Exercise instructions
In the report on the Gaza charter flights, can you turn the paragraph beginning "On 28 October 2025, a charter flight" into a short bulleted list that keeps its main facts?

Provided passage
┌──
In October and November 2025, two charter flights carrying hundreds of Palestinians from war-torn Gaza landed in Johannesburg, South Africa. The passengers had been evacuated through an opaque transit scheme orchestrated by a virtually unknown organisation, Al-Majd Europe.
South Africa’s President Cyril Ramaphosa, a vocal supporter of the Palestinian cause, said the people appeared to have been “flushed out” of Gaza and promised an investigation. While Israel initially declined to comment, reporters quickly discovered that the operation would have been impossible without Israeli coordination and that the Al-Majd network had a deeply suspicious digital footprint.
This report reconstructs the story using open-source journalism, blockchain analysis and eyewitness accounts.
- Secret charter flights moved Palestinians from Gaza to South Africa under an Al-Majd Europe scheme.
- The “NGO” front relies on AI-generated identities, a hollow website and crypto payments.
- Blockchain analysis shows hundreds of thousands of USDT being funneled into a personal wallet.
- Israeli officials have acknowledged the operation was coordinated with the Israeli army.
A mystery plane and growing suspicions
On 28 October 2025, a charter flight carrying 176 Palestinians from Gaza arrived in Johannesburg without prior notification. Two weeks later another charter plane landed with 153 Palestinians, who were held on the tarmac for around twelve hours because their passports lacked Israeli exit stamps.
South African authorities eventually allowed them to disembark after a local humanitarian group, which requested anonymity, guaranteed accommodation for those wishing to stay. But by then, questions were multiplying.
“It was a trip of suffering. We only learned we were bound for Johannesburg when we were already in Nairobi.”
└──
Data to examine
┌──
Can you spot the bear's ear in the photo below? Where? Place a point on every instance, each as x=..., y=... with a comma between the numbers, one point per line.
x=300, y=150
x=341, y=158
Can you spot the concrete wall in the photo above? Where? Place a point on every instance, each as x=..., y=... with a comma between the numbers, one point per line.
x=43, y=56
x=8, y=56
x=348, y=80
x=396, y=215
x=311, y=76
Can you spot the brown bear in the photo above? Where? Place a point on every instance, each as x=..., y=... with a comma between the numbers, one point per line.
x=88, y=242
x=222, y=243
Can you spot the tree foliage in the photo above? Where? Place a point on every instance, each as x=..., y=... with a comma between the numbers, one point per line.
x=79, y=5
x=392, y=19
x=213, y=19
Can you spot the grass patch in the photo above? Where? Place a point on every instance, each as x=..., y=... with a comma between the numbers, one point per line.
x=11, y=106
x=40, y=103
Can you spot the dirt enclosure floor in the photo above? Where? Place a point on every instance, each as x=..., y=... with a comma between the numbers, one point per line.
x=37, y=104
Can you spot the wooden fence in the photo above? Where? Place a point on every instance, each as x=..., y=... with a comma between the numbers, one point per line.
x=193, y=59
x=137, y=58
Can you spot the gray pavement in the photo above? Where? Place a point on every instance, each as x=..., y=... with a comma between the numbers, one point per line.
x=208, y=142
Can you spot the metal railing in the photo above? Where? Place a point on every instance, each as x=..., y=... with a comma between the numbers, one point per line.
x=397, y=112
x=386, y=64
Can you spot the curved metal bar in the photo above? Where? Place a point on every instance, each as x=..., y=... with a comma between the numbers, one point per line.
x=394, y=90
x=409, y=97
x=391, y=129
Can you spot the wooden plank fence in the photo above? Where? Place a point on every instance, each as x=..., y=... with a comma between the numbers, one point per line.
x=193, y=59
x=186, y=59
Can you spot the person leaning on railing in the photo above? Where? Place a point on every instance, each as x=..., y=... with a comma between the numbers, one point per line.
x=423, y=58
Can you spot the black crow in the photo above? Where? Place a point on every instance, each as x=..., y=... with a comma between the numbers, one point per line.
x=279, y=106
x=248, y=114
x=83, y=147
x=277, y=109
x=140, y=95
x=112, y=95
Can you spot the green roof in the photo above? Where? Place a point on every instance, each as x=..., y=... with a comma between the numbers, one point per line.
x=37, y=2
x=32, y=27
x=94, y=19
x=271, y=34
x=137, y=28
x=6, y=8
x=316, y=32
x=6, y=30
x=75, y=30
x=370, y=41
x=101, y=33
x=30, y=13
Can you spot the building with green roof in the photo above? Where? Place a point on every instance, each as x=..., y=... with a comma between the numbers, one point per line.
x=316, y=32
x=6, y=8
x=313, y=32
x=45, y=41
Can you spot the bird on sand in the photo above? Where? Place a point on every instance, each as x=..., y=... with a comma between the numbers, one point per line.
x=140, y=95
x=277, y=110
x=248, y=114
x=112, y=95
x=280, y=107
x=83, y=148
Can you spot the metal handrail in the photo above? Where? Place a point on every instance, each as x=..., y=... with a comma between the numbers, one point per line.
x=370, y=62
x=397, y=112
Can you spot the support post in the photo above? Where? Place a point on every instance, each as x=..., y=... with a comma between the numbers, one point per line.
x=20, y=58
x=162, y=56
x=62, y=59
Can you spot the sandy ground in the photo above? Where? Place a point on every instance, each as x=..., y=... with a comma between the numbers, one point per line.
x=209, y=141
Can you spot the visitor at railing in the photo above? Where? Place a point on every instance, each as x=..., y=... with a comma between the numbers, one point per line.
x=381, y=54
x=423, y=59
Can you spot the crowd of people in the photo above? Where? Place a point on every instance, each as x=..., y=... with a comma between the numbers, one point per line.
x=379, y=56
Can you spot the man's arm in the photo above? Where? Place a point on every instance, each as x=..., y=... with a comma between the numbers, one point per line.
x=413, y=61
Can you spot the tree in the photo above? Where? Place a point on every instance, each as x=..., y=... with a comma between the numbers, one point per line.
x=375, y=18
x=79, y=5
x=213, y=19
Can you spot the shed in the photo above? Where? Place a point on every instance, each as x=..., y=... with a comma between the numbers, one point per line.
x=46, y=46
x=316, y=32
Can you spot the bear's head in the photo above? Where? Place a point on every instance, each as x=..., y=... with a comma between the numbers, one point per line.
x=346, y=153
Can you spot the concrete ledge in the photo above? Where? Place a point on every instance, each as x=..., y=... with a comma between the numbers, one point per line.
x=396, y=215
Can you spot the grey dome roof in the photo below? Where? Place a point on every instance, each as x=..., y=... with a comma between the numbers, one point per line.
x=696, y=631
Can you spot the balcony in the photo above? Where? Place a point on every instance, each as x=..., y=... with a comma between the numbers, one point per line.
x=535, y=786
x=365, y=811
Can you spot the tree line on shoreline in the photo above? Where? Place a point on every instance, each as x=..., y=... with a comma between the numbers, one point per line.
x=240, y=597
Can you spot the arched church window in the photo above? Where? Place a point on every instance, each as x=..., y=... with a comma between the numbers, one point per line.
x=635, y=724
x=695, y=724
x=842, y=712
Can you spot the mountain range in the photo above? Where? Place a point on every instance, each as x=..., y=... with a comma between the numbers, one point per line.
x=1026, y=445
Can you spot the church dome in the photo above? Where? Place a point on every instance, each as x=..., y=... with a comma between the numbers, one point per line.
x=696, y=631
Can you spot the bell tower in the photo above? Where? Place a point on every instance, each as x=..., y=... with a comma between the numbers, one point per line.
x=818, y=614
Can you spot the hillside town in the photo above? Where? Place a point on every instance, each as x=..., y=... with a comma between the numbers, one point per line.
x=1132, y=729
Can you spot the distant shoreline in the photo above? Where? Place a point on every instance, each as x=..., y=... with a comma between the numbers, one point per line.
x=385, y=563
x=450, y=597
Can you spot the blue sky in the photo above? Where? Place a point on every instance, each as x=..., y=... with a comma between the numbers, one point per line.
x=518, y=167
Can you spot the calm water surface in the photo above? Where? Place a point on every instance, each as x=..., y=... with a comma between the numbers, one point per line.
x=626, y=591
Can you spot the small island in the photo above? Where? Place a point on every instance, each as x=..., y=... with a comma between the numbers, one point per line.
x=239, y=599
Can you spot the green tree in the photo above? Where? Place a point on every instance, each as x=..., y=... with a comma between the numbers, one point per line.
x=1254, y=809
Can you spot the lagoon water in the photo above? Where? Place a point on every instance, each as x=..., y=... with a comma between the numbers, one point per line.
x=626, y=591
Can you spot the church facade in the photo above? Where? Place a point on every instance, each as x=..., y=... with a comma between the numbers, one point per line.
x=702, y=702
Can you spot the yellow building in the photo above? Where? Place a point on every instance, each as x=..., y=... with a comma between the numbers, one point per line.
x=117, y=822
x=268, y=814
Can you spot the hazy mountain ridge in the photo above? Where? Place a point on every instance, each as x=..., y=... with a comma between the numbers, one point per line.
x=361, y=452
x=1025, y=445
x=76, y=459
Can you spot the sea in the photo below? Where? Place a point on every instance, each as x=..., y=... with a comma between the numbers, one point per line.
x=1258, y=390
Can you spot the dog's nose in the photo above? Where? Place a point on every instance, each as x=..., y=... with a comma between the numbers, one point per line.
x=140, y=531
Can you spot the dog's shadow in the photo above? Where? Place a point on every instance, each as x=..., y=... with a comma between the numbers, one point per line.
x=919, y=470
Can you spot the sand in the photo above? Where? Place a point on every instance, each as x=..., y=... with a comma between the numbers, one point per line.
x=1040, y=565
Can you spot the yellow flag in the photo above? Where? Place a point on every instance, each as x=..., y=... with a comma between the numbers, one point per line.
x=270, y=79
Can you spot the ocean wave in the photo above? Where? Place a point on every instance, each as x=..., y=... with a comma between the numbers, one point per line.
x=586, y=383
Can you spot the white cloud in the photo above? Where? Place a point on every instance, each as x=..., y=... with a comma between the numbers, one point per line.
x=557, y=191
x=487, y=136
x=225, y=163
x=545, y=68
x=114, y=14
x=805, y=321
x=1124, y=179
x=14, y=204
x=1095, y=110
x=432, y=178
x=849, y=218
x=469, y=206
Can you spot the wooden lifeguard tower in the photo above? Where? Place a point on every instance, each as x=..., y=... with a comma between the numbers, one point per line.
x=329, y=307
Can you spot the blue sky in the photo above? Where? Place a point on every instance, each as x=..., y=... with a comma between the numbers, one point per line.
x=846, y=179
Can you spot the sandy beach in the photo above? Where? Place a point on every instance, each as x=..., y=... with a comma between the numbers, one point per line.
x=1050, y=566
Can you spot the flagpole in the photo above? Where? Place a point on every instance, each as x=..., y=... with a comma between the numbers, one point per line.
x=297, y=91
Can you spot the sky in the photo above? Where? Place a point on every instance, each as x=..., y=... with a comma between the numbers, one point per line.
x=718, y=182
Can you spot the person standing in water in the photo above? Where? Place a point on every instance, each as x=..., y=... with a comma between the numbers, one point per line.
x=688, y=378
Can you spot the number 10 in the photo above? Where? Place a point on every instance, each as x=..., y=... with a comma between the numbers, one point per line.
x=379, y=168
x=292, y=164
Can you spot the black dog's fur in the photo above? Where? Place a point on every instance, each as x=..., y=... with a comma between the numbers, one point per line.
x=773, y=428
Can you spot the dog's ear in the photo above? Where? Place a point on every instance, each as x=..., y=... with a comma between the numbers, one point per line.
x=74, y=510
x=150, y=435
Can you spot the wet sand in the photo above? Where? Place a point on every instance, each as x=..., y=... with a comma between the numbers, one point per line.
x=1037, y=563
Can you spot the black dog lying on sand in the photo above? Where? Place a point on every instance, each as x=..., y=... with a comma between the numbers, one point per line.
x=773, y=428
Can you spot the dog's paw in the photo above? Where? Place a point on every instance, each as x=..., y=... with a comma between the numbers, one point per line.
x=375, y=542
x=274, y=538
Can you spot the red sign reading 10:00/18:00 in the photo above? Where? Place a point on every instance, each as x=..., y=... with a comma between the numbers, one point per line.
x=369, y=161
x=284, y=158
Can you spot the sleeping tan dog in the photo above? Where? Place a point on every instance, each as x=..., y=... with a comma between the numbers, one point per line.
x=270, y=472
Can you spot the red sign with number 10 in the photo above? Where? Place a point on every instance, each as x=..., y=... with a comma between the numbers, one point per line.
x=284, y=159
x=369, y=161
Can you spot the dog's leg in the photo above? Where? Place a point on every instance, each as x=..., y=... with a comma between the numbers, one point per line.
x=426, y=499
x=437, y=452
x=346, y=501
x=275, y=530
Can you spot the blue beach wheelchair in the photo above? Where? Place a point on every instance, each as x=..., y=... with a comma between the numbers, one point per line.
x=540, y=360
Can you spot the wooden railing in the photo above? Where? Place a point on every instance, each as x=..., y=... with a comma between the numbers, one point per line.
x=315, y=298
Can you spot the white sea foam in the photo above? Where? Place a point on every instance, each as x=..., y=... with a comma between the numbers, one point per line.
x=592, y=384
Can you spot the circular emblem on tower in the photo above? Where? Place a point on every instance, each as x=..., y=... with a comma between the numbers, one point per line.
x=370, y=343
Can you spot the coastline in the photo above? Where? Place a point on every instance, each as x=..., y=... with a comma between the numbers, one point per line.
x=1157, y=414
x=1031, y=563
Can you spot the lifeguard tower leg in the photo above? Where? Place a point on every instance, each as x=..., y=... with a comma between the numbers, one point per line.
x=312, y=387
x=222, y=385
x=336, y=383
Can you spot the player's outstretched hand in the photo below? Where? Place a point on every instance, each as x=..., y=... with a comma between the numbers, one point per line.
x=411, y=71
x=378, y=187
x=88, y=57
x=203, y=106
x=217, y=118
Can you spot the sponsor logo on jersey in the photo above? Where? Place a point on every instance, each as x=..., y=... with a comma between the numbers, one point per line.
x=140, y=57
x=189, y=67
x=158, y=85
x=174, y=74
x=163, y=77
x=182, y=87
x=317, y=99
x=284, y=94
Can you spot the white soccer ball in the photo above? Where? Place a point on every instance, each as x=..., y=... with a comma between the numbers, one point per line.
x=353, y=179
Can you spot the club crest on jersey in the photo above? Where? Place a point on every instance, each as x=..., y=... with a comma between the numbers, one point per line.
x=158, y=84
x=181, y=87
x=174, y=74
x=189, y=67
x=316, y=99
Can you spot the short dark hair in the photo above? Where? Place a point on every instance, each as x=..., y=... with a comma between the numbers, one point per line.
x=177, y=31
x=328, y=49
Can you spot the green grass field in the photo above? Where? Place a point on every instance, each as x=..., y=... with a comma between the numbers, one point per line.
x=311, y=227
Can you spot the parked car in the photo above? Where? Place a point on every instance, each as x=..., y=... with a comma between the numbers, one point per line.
└──
Final answer
- 28 October 2025: a charter flight with 176 Palestinians from Gaza arrived in Johannesburg without prior notification.
- Two weeks later: a second charter plane landed with 153 Palestinians.
- The second group was held on the tarmac for about twelve hours because their passports lacked Israeli exit stamps.